** start **

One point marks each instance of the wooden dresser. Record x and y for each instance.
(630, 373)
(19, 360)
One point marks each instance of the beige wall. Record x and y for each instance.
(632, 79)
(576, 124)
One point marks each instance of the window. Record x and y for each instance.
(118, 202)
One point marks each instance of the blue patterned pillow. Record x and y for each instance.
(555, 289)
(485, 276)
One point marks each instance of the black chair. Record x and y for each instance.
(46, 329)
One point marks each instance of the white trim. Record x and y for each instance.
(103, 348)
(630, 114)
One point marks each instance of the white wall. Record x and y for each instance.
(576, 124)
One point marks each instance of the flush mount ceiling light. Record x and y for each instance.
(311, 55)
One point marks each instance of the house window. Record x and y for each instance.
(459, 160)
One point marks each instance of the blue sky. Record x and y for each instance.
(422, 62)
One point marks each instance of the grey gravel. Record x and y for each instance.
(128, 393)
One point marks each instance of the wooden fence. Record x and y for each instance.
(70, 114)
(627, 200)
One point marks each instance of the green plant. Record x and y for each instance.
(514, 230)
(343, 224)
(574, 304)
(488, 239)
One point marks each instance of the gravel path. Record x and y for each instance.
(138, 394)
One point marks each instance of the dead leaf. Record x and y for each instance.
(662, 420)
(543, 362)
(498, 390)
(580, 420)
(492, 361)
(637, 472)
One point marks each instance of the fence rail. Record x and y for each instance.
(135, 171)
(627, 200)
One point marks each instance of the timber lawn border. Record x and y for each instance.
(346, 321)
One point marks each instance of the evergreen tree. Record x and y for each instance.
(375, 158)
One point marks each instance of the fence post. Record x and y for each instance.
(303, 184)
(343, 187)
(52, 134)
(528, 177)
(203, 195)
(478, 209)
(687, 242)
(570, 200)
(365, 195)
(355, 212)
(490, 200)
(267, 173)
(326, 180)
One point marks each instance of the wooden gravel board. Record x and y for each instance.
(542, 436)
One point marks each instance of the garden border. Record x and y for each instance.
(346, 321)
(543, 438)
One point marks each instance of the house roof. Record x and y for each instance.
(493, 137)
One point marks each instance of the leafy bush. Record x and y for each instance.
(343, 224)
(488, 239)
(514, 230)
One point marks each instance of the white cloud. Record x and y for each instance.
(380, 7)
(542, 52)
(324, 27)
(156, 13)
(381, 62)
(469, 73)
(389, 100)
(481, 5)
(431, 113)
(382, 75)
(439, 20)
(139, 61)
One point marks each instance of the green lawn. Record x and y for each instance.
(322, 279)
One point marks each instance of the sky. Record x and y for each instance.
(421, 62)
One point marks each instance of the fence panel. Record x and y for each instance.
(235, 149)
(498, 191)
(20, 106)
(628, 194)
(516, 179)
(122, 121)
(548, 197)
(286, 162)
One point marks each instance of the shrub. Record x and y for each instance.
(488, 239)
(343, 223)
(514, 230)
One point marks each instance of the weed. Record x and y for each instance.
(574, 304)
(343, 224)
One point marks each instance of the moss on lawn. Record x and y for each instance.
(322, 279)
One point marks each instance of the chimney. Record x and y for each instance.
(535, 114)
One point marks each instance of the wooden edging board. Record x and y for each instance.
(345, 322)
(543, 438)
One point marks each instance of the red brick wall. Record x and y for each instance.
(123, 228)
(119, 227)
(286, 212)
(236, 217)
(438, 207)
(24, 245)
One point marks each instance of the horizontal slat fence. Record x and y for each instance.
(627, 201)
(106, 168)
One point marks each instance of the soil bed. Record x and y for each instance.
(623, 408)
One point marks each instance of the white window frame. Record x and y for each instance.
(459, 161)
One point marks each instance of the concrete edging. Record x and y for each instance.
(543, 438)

** end **

## What is required
All of the data must be returned exactly.

## Task solution
One point marks each instance of the wooden dresser. Record x and y for each instance.
(630, 373)
(19, 360)
One point marks each instance of the beige wall. Record x and y for each instance.
(632, 79)
(576, 124)
One point marks each instance of the window. Record x and y for each instance.
(118, 202)
One point marks each instance of the blue patterned pillow. Record x and y for each instance.
(555, 289)
(485, 276)
One point marks each instance of the black chair. Record x and y for each instance.
(46, 329)
One point marks each instance of the white trim. Record x and y for each instance.
(103, 348)
(630, 114)
One point marks each instance of the white wall. Record x and y for each instance.
(576, 124)
One point marks each instance of the flush mount ceiling light. Record x and y for each instance.
(311, 55)
One point marks each instance of the house window. Record x and y for each instance.
(459, 160)
One point marks each instance of the blue sky. Record x and y for each instance.
(422, 62)
One point marks each instance of the grey gravel. Record x and y for each instance.
(128, 393)
One point marks each instance of the wooden fence. Record x and y for each instance.
(70, 114)
(627, 200)
One point marks each instance of the green plant. Record x and y for each instance.
(514, 230)
(343, 224)
(574, 304)
(488, 239)
One point marks each instance of the gravel path. Record x and y for each instance.
(138, 394)
One point marks each instance of the dead leaf. Record x and y for each instance.
(662, 420)
(543, 362)
(498, 390)
(580, 420)
(492, 361)
(637, 472)
One point marks each instance of the fence rail. Record x and y for each instance.
(135, 171)
(627, 200)
One point marks each instance of the timber lawn border. Record x and y for each instance.
(346, 321)
One point marks each instance of the evergreen tree. Record x and y for each instance.
(375, 158)
One point marks each instance of the fence post. Record x and y for each instance.
(303, 184)
(343, 187)
(52, 134)
(528, 177)
(203, 195)
(478, 209)
(687, 242)
(570, 200)
(365, 195)
(355, 212)
(490, 200)
(267, 173)
(326, 180)
One point marks each instance of the wooden gravel board. Record x and y for each instance.
(542, 436)
One point marks each instance of the garden border. Record x and y for each instance.
(346, 321)
(543, 438)
One point marks each instance of the house roof. Record x and y for each instance.
(493, 137)
One point marks each instance of the leafy bush. Record x and y for each instance.
(343, 224)
(488, 239)
(514, 230)
One point marks each instance of the white cloud. Record x and y for each instance.
(380, 7)
(542, 52)
(324, 27)
(156, 13)
(381, 62)
(469, 73)
(389, 100)
(481, 5)
(431, 113)
(382, 75)
(439, 20)
(139, 61)
One point marks each instance of the green lawn. Record x and y for each instance.
(322, 279)
One point marks each instance of the sky. Record x and y for each instance.
(421, 62)
One point marks each instance of the fence panel. Record x and y for each instance.
(235, 149)
(498, 191)
(20, 106)
(628, 194)
(516, 179)
(122, 121)
(548, 197)
(286, 162)
One point marks each instance of the shrub. Record x and y for each instance.
(488, 239)
(343, 223)
(514, 230)
One point marks each instance of the weed. Record x and y for each instance.
(574, 304)
(343, 224)
One point marks each instance of the moss on lawn. Record x and y for each instance.
(322, 279)
One point marks each instance of the chimney. Record x and y for each instance.
(535, 114)
One point marks each instance of the wooden edging board. Record x and y for each instance.
(345, 322)
(543, 438)
One point marks each instance of the red brick wall. Record x and y for each instance.
(123, 228)
(119, 227)
(286, 212)
(236, 217)
(438, 207)
(24, 245)
One point marks each instance of the horizontal slat fence. Record x and y for each instance.
(627, 201)
(106, 168)
One point marks each instance of the soil bed. Record x and y for each instance.
(623, 408)
One point marks each instance of the white window frame. Record x and y for each instance.
(459, 161)
One point marks each instance of the concrete edging. Record x and y for each instance.
(543, 438)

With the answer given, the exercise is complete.